The data must be copied over exactly and in full.

Natural language region descriptions
────
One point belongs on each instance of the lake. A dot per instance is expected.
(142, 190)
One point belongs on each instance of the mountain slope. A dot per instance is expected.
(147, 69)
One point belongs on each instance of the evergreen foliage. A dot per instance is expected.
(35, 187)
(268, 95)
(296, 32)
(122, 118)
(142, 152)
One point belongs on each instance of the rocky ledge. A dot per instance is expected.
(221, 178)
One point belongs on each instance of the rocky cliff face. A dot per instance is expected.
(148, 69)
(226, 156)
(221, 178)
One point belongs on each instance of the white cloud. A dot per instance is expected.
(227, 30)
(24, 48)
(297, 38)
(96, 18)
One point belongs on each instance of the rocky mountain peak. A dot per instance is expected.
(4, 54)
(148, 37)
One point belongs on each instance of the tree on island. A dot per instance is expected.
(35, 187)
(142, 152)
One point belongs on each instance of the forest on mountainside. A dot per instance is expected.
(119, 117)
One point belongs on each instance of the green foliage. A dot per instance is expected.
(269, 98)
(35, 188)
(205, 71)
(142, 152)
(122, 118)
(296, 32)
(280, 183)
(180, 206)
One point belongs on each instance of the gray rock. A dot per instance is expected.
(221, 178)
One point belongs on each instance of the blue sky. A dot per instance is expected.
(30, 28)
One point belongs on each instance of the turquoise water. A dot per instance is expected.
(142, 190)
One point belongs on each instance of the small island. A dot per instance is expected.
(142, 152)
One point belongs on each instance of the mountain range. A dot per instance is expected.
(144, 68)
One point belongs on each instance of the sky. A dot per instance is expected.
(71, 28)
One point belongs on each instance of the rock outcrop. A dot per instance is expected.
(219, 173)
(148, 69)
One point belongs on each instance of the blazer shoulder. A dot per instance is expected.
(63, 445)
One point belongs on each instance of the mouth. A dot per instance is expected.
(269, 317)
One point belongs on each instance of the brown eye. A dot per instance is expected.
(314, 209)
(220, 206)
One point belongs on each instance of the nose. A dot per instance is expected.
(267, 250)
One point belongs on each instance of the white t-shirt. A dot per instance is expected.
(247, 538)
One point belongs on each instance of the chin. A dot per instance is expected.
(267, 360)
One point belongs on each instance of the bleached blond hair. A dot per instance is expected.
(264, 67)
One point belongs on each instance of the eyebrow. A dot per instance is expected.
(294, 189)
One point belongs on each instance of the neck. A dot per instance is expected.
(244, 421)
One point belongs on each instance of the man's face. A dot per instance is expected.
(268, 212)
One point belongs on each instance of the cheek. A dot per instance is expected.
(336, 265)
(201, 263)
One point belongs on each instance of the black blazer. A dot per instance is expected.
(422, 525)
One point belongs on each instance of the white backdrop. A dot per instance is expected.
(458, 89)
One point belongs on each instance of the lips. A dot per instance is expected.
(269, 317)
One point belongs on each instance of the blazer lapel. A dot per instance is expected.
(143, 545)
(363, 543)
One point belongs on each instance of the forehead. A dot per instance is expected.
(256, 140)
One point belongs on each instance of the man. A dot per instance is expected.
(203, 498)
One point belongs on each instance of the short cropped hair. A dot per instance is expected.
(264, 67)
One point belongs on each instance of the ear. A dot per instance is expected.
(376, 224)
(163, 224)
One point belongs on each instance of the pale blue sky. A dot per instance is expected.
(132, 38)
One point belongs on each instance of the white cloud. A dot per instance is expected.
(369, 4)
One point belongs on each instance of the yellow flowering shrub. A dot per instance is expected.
────
● SOLUTION:
One point belongs on each instance of the lake. A dot per instance is expected.
(142, 190)
One point belongs on each instance of the mountain slope. A dot per instance is expected.
(147, 69)
One point belongs on each instance of the evergreen foliage. A dot per instance is expected.
(35, 187)
(268, 95)
(296, 32)
(122, 118)
(142, 152)
One point belongs on each instance of the rocky ledge. A dot per instance is expected.
(221, 178)
One point belongs on each instance of the rocky cliff face. A dot per instance is expected.
(148, 69)
(226, 156)
(221, 178)
One point belongs on each instance of the white cloud. A dot per instance is expected.
(227, 30)
(24, 48)
(297, 38)
(96, 18)
One point belongs on each instance of the rocky mountain peak. A dot per instance is expected.
(4, 54)
(148, 37)
One point belongs on each instance of the tree on island. A dot per instance is expected.
(35, 187)
(142, 152)
One point belongs on each instance of the forest on mountainside. A dot per instance is expected.
(119, 117)
One point belongs on each instance of the green foliage. A dot per instance is expected.
(269, 98)
(35, 188)
(205, 71)
(142, 152)
(122, 118)
(296, 32)
(280, 183)
(180, 206)
One point belongs on each instance of the gray rock. A dot per instance is expected.
(221, 178)
One point belongs on each instance of the blue sky. A dot per instance is expected.
(30, 28)
One point belongs on each instance of the turquoise water. A dot per instance is expected.
(142, 190)
One point belongs on each instance of the small island. A dot per instance is expected.
(142, 152)
One point belongs on each instance of the mountain range. A dot per instance is expected.
(144, 68)
One point belongs on each instance of the sky. A dot per instance is expected.
(71, 28)
One point belongs on each instance of the rock outcrop. A dot per instance is expected.
(219, 173)
(148, 69)
One point belongs on each instance of the blazer shoulder. A dot per instance is expected.
(63, 445)
One point belongs on each instance of the mouth. A dot per instance is expected.
(269, 317)
One point belongs on each instance of the brown eye. A dot per instance is expected.
(314, 209)
(220, 206)
One point belongs on each instance of the nose. A dot per instance is expected.
(267, 250)
One point belongs on each instance of the white t-shirt. A dot per instance is expected.
(247, 538)
One point belongs on each instance of the chin. A dot per instance is expected.
(267, 360)
One point belongs on each instance of the bleached blond hair. A dot per instance is expected.
(264, 67)
One point belongs on each instance of the eyebrow. A dot per instance is expected.
(294, 189)
One point belongs on each instance of the neck. A dot per instance is expected.
(244, 421)
One point belongs on each instance of the man's face. A dot per instance is expected.
(268, 212)
One point belongs on each instance of the cheek. A dot per instance is expected.
(336, 265)
(201, 263)
One point belongs on each instance of the black blazer. A dot per instance is expected.
(422, 525)
One point belongs on each instance of the white backdrop. A dot per instance is expected.
(458, 89)
One point belongs on each instance of the lips. A dot per instance is expected.
(269, 317)
One point belongs on each instance of the blazer lapel. A dot per instance is expected.
(143, 545)
(363, 543)
One point belongs on each instance of the forehead. A dot per instance is expected.
(256, 140)
One point belongs on each instance of the man. A dot per instance is expected.
(203, 498)
One point belongs on each instance of the short cropped hair. A dot per instance is expected.
(264, 67)
One point belongs on each instance of the ear. A dot per instance is expected.
(376, 224)
(163, 224)
One point belongs on each instance of the pale blue sky. A dot per instance is expected.
(132, 38)
One point belongs on each instance of the white cloud. A dot per instance is expected.
(369, 4)
One point belongs on each instance of the yellow flowering shrub. A dot per instance is expected.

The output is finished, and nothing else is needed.